WHAT YOU ARE ASKED TO DO: Look below for the line with "Annotation task — pin every instance of the woman's arm". Extract that line and each one after it through the last, word for word.

MATERIAL PROVIDED:
....................

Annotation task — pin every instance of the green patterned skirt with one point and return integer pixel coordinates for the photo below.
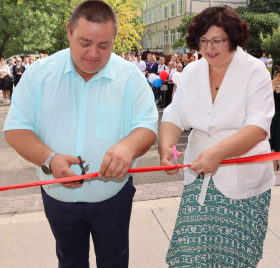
(224, 233)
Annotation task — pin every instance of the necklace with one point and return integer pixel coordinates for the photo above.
(217, 87)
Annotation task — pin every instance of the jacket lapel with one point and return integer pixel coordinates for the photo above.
(232, 71)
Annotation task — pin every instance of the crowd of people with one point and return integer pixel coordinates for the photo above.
(11, 73)
(154, 65)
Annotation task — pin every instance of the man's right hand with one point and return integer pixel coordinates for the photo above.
(60, 166)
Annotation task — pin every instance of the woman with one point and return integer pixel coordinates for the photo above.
(269, 64)
(18, 70)
(170, 84)
(275, 125)
(222, 219)
(5, 81)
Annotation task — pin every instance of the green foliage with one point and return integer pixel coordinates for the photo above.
(259, 23)
(183, 30)
(40, 25)
(270, 43)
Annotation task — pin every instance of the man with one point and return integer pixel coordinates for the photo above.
(85, 101)
(11, 65)
(140, 64)
(25, 62)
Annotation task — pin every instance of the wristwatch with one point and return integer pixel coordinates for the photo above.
(46, 166)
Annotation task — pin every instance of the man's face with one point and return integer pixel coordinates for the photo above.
(91, 45)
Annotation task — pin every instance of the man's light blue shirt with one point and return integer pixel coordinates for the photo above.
(75, 117)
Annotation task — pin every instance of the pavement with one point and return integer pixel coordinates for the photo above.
(27, 242)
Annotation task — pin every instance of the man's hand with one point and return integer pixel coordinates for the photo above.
(116, 161)
(60, 166)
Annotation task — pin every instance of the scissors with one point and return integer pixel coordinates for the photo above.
(84, 169)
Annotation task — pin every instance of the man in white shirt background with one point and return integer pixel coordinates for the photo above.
(140, 64)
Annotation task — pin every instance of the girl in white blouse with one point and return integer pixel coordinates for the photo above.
(226, 99)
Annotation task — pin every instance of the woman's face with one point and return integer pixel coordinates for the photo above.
(216, 56)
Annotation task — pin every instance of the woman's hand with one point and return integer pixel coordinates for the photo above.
(166, 155)
(208, 161)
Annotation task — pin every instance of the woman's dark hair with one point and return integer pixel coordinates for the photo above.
(221, 16)
(95, 11)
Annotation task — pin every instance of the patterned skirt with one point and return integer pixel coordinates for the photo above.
(224, 233)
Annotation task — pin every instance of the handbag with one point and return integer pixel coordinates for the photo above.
(164, 87)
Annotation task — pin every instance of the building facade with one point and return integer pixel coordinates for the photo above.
(164, 16)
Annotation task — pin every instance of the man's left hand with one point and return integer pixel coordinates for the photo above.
(116, 161)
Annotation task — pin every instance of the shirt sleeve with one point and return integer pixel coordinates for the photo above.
(22, 113)
(260, 104)
(144, 111)
(173, 112)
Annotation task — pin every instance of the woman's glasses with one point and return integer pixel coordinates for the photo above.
(215, 42)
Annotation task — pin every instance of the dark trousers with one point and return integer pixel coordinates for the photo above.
(106, 221)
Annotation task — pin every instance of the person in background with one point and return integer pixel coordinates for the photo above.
(226, 98)
(133, 57)
(185, 60)
(263, 58)
(25, 62)
(127, 57)
(269, 64)
(5, 81)
(140, 64)
(18, 70)
(170, 84)
(12, 77)
(195, 54)
(122, 55)
(275, 124)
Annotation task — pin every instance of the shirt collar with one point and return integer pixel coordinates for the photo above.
(107, 71)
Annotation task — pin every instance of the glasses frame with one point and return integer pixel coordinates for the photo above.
(198, 39)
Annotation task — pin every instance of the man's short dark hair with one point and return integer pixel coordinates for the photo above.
(221, 16)
(95, 11)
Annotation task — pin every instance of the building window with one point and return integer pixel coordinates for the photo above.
(181, 7)
(179, 35)
(172, 8)
(154, 40)
(172, 36)
(165, 10)
(166, 41)
(149, 17)
(159, 9)
(154, 15)
(149, 43)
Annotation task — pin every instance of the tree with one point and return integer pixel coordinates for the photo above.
(182, 29)
(270, 43)
(40, 25)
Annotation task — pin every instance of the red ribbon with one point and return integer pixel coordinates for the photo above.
(250, 159)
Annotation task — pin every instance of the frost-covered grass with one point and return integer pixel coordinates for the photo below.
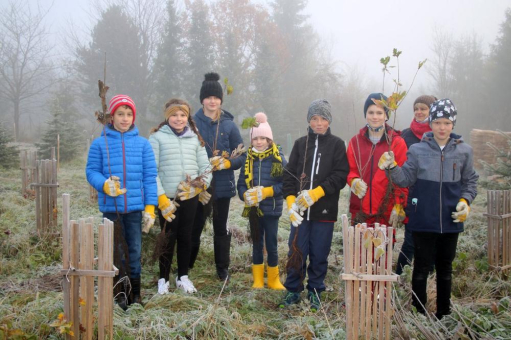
(31, 297)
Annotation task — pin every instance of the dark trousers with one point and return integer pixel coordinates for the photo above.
(268, 226)
(132, 233)
(180, 230)
(442, 249)
(314, 241)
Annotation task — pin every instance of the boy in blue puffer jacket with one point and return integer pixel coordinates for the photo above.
(260, 185)
(121, 167)
(445, 183)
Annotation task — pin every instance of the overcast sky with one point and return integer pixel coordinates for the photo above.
(359, 33)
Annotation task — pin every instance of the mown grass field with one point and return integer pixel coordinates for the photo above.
(31, 297)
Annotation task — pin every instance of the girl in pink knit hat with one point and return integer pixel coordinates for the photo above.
(260, 187)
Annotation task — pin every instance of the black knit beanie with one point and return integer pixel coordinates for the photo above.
(369, 102)
(211, 87)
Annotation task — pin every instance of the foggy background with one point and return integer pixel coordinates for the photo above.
(278, 55)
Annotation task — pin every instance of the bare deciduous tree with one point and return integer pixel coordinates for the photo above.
(26, 69)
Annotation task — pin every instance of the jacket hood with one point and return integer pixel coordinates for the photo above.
(188, 133)
(224, 116)
(113, 133)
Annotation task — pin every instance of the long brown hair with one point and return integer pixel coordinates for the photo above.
(191, 122)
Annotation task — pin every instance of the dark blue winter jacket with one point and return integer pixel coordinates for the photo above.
(271, 206)
(441, 179)
(131, 159)
(228, 139)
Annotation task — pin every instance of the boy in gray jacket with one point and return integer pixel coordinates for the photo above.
(441, 168)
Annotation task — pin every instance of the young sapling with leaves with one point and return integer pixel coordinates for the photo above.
(440, 168)
(313, 178)
(121, 167)
(183, 173)
(260, 187)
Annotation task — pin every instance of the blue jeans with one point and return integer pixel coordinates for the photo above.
(132, 232)
(268, 227)
(440, 248)
(314, 241)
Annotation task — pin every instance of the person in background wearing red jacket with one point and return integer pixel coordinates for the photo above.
(372, 200)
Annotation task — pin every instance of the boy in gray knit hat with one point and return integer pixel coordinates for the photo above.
(316, 172)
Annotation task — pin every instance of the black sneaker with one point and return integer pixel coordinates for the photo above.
(314, 300)
(290, 298)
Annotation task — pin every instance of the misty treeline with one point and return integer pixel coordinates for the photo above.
(269, 52)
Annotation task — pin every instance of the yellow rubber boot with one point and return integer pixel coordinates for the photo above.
(274, 279)
(258, 274)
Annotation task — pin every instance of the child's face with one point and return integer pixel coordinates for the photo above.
(319, 125)
(178, 121)
(375, 116)
(212, 104)
(442, 128)
(260, 143)
(421, 112)
(123, 118)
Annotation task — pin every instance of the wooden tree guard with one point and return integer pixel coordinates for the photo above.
(45, 184)
(499, 232)
(78, 270)
(368, 284)
(28, 171)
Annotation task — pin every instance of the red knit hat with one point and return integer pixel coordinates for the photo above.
(119, 100)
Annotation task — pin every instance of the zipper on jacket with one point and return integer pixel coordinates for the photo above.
(124, 173)
(319, 159)
(440, 193)
(312, 170)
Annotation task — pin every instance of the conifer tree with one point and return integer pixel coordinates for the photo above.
(8, 153)
(62, 125)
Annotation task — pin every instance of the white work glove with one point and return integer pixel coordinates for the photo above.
(462, 211)
(387, 161)
(294, 215)
(358, 187)
(204, 197)
(219, 163)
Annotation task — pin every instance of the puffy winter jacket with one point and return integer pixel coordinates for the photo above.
(176, 157)
(132, 160)
(363, 157)
(440, 179)
(326, 165)
(228, 139)
(271, 206)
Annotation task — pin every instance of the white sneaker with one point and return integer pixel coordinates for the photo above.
(185, 284)
(163, 287)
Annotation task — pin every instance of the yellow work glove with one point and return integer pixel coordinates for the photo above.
(358, 187)
(204, 197)
(185, 191)
(219, 163)
(256, 194)
(387, 161)
(307, 198)
(462, 211)
(112, 187)
(167, 207)
(148, 218)
(397, 215)
(294, 215)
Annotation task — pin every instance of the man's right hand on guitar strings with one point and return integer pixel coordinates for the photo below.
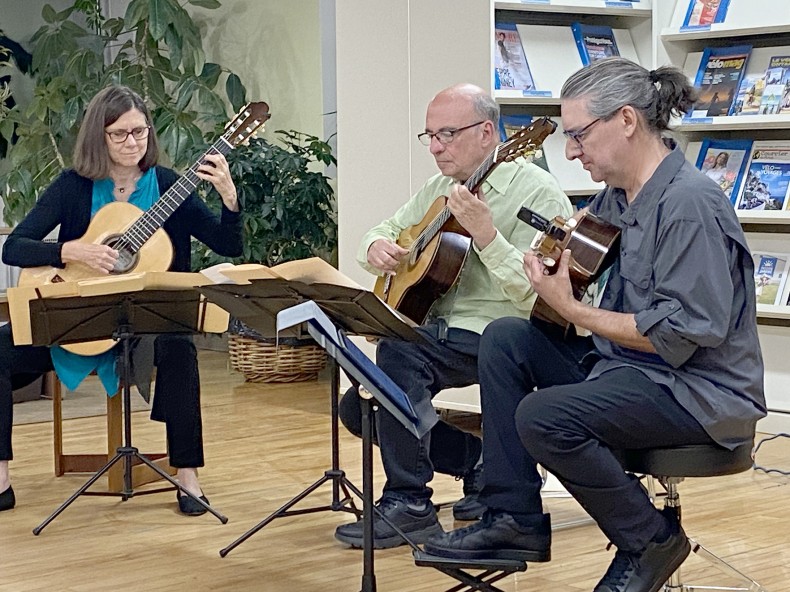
(385, 255)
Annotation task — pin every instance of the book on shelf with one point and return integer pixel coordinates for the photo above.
(776, 94)
(594, 42)
(747, 101)
(718, 79)
(510, 124)
(767, 178)
(704, 13)
(511, 70)
(724, 161)
(770, 276)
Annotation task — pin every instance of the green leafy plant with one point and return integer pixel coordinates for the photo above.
(287, 205)
(156, 49)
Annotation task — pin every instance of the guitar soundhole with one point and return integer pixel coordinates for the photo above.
(127, 260)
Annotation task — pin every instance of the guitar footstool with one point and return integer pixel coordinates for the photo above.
(491, 571)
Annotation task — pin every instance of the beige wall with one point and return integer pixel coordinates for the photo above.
(275, 47)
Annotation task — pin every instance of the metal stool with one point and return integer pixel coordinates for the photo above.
(670, 466)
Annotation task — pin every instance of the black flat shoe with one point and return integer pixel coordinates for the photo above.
(7, 499)
(189, 507)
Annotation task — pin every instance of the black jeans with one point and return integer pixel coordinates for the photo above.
(176, 394)
(569, 425)
(421, 370)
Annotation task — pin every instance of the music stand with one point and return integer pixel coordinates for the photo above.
(376, 386)
(121, 316)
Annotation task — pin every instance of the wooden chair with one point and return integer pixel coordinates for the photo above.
(90, 463)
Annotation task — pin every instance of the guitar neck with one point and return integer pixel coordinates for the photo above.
(473, 183)
(153, 219)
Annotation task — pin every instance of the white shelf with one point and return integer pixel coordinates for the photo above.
(737, 123)
(723, 30)
(763, 217)
(641, 9)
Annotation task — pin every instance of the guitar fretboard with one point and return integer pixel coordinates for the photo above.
(152, 220)
(473, 183)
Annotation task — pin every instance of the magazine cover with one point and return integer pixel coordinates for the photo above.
(594, 42)
(747, 102)
(510, 124)
(765, 185)
(703, 13)
(776, 93)
(724, 161)
(718, 79)
(511, 70)
(770, 276)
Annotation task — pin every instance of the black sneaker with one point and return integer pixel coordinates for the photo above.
(417, 520)
(496, 536)
(649, 570)
(469, 507)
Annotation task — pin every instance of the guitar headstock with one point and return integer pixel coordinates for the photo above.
(249, 120)
(526, 141)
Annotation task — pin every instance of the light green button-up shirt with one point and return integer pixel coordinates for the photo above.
(492, 283)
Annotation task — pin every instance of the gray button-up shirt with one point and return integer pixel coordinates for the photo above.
(686, 274)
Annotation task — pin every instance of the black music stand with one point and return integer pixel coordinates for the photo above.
(353, 310)
(121, 316)
(376, 386)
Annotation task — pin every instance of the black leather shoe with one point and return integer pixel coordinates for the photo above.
(189, 507)
(649, 570)
(496, 536)
(417, 520)
(469, 507)
(7, 499)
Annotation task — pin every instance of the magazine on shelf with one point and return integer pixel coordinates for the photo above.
(718, 79)
(770, 276)
(594, 42)
(776, 94)
(511, 70)
(510, 124)
(747, 101)
(767, 179)
(704, 13)
(724, 161)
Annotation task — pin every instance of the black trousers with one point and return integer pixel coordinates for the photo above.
(421, 370)
(176, 394)
(570, 425)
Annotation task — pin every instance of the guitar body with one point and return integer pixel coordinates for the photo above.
(429, 271)
(106, 226)
(593, 244)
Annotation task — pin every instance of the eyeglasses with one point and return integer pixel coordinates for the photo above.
(120, 136)
(444, 136)
(577, 136)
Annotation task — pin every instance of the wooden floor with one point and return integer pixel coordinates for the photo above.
(266, 443)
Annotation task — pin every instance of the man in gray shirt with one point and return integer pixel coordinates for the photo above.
(674, 358)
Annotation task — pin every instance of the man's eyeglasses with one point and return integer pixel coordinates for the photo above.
(444, 136)
(578, 135)
(120, 136)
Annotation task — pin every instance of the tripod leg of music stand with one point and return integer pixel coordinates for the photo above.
(176, 484)
(276, 514)
(37, 530)
(368, 575)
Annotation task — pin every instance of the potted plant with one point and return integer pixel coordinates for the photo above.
(288, 213)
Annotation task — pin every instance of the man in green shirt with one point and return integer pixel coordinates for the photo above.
(461, 131)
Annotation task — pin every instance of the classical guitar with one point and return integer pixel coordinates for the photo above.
(138, 236)
(438, 245)
(593, 243)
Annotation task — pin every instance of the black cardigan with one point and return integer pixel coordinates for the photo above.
(67, 201)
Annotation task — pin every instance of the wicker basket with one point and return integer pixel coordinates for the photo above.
(261, 361)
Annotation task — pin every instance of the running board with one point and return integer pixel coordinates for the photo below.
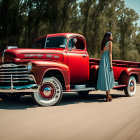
(84, 89)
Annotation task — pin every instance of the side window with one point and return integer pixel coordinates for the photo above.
(76, 43)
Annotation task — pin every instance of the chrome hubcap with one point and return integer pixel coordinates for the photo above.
(132, 86)
(47, 91)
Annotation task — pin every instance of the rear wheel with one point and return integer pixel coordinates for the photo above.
(49, 93)
(130, 90)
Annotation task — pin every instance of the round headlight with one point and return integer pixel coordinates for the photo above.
(29, 66)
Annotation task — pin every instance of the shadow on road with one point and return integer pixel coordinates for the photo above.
(68, 98)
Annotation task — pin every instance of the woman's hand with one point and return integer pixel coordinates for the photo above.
(111, 68)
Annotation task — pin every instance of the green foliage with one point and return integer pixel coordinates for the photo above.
(24, 20)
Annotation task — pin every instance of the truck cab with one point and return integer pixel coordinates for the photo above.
(58, 63)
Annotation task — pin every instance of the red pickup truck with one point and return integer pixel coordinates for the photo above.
(52, 66)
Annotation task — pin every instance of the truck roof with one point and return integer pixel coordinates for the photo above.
(61, 34)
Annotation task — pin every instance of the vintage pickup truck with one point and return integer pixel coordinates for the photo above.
(52, 66)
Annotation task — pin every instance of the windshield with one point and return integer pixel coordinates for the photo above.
(56, 42)
(51, 42)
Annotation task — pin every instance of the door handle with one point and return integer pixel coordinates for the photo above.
(84, 55)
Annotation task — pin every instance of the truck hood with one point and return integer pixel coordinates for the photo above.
(24, 55)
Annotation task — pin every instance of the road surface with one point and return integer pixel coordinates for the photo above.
(73, 119)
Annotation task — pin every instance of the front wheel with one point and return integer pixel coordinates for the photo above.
(49, 93)
(130, 90)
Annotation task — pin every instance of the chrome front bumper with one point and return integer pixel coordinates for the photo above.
(16, 78)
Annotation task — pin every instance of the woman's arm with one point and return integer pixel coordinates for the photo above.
(110, 53)
(101, 52)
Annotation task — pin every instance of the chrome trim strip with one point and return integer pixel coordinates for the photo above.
(25, 88)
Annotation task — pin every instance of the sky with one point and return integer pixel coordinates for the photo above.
(134, 4)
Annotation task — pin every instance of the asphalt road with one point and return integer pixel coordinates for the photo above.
(73, 119)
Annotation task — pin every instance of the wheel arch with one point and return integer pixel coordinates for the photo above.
(58, 74)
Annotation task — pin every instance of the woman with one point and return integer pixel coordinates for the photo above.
(105, 79)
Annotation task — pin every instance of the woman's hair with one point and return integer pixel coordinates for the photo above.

....................

TASK OUTPUT:
Annotation task — pin every instance of the woman's arm with one point and return integer pixel coordinates for the photo above.
(110, 53)
(101, 52)
Annotation task — pin every instance of the chrome trim strip with one point and return integer pixel coordinates for the photo above.
(25, 88)
Annotation task — pin every instance of the sky with one point and return integer pixel coordinates for the photo above.
(134, 4)
Annotation task — pin every instance of the asphalt road with one point and return integer pixel coordinates for the photo above.
(73, 119)
Annotation task — pin every instance of the wheel arch with one point and return integer pixel coordinates for the photo above.
(58, 74)
Annotation task — pin every instance of the woman with one point and return integer pixel coordinates for the photo above.
(105, 79)
Annotation task — pin every instance of the woman's hair with one point and return integer pixel coordinates for the photo above.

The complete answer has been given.